<<<<

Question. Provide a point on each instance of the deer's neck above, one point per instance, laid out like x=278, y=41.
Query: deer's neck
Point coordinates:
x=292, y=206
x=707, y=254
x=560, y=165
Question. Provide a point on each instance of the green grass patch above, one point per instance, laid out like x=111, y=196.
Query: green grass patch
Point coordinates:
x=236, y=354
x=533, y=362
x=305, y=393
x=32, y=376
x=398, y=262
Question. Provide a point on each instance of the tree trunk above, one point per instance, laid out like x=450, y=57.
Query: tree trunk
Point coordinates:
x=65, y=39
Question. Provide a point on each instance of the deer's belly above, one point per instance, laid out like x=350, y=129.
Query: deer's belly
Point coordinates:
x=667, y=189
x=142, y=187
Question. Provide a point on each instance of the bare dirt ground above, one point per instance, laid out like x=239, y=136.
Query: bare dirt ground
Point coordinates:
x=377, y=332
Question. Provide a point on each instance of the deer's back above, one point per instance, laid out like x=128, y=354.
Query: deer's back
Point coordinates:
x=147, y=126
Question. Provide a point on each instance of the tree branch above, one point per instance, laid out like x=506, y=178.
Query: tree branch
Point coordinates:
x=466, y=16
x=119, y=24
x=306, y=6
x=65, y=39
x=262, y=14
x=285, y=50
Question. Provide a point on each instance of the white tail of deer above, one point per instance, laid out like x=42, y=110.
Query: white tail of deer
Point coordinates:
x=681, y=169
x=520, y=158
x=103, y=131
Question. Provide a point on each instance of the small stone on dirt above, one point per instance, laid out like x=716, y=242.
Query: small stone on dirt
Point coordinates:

>>>>

### Given request:
Starting at the top of the listing and going on through the line with "x=560, y=165", write those lines out again with "deer's neck" switched to "deer's head" and nothing else changed.

### Response to the task:
Question. Provide a point on each instance of the deer's head above, one point per instance, laid out like x=278, y=41.
Query: deer's head
Point coordinates:
x=292, y=206
x=707, y=254
x=560, y=165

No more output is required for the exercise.